* What you need to do
A) Answer these from the CiteVQA article:
(i) What name did the researchers give to models producing the correct answer while pointing at the wrong part of the document?
(ii) What did GPT-5.4's score drop to once it had to prove where its answer came from?
(iii) Under CiteVQA, what does a correct answer paired with a wrong citation score?
B) Copy the CiteVQA article word for word, starting with "Standard document analysis" and going on through "or say nothing.".

* Text section

Researchers at Peking University and the Shanghai Artificial Intelligence Laboratory have confirmed something that, stated plainly, sounds like a magic trick gone wrong: AI models frequently produce the correct answer while pointing confidently at the wrong part of the document. They have named this "attribution hallucination." The naming took longer than the phenomenon itself.

The benchmark is called CiteVQA. It would like models to show their work.

GPT-5.4 scored 87 on raw answer quality. Once it had to prove where the answer came from, that number dropped to 59. The answers were real. The confidence was not.

What happened

Standard document analysis benchmarks like DocVQA grade the final answer only. They do not ask where it came from, which is the kind of oversight that works fine until it doesn't, and then fails in a courtroom.

CiteVQA changes this. Models must identify the exact paragraph, table, or figure that supports each answer. A page number is insufficient. A correct answer paired with a wrong citation scores zero. The benchmark, in other words, is asking AI to do what humans have always had to do: cite their sources or say nothing.

[Excerpts from a dataset]

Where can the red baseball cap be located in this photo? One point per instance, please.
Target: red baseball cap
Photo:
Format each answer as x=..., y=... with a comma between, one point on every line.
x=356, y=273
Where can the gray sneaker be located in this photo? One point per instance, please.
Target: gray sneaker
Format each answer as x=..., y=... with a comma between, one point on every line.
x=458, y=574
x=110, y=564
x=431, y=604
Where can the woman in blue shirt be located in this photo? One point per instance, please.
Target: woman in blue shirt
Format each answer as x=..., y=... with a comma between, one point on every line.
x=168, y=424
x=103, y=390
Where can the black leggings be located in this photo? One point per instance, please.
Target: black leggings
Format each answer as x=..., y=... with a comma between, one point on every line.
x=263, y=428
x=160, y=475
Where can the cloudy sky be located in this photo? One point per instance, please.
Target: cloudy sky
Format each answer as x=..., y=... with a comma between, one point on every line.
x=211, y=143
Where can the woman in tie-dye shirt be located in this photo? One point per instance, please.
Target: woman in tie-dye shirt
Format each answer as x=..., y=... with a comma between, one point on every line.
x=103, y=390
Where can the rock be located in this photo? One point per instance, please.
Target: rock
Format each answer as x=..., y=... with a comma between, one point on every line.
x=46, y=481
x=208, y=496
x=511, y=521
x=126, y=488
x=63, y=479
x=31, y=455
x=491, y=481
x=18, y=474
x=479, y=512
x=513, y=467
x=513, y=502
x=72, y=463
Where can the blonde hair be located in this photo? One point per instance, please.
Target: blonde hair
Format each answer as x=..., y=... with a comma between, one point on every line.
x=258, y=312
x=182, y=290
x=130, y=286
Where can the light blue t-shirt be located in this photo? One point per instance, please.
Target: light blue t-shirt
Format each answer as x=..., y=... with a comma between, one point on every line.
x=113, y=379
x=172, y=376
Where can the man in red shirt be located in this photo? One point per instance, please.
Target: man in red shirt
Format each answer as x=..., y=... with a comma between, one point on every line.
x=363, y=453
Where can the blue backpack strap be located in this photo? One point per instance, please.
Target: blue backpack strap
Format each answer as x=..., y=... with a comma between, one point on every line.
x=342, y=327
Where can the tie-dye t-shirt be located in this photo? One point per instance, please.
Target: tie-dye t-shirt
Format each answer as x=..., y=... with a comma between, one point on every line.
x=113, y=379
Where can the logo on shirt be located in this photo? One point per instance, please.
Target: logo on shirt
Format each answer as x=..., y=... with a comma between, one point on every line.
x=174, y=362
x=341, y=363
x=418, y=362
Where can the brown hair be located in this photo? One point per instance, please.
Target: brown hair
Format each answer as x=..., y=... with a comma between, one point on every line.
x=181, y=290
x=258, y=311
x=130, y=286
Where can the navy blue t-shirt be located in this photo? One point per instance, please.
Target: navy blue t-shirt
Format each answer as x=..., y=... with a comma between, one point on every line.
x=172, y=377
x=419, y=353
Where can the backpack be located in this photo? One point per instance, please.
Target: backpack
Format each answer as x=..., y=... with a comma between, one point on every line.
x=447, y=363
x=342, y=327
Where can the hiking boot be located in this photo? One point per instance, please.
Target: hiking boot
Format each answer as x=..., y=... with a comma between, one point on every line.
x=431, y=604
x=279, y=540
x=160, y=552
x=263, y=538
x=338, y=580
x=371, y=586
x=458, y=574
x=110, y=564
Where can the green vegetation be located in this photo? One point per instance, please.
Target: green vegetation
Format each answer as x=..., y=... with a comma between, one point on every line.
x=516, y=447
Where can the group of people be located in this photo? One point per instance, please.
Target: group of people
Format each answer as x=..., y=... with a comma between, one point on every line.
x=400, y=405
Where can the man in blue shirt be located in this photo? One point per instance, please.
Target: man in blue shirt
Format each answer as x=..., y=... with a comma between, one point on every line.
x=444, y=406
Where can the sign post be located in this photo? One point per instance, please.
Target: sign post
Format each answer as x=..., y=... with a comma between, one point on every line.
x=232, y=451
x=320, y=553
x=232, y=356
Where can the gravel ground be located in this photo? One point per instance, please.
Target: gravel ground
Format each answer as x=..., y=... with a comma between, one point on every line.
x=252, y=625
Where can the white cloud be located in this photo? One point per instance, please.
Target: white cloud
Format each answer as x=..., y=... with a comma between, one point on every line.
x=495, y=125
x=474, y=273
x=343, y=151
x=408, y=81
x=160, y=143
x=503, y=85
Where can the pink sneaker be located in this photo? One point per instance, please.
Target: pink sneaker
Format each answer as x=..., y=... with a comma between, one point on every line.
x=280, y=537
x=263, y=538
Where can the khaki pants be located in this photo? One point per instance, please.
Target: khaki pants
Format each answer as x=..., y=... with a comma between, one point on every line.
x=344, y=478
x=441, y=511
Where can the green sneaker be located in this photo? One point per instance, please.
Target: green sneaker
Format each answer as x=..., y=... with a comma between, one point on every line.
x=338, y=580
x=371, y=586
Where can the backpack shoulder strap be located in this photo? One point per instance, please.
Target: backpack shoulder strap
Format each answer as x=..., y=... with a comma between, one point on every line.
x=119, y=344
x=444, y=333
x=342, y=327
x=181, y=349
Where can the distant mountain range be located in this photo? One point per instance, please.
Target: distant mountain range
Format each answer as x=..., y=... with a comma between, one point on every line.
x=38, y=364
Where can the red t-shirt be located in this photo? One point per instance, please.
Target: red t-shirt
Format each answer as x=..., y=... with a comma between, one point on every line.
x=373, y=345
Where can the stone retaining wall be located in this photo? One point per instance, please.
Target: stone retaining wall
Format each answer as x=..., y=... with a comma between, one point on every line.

* Responses by task
A)
(i) Attribution hallucination
(ii) 59
(iii) Zero

B)
Standard document analysis benchmarks like DocVQA grade the final answer only. They do not ask where it came from, which is the kind of oversight that works fine until it doesn't, and then fails in a courtroom.

CiteVQA changes this. Models must identify the exact paragraph, table, or figure that supports each answer. A page number is insufficient. A correct answer paired with a wrong citation scores zero. The benchmark, in other words, is asking AI to do what humans have always had to do: cite their sources or say nothing.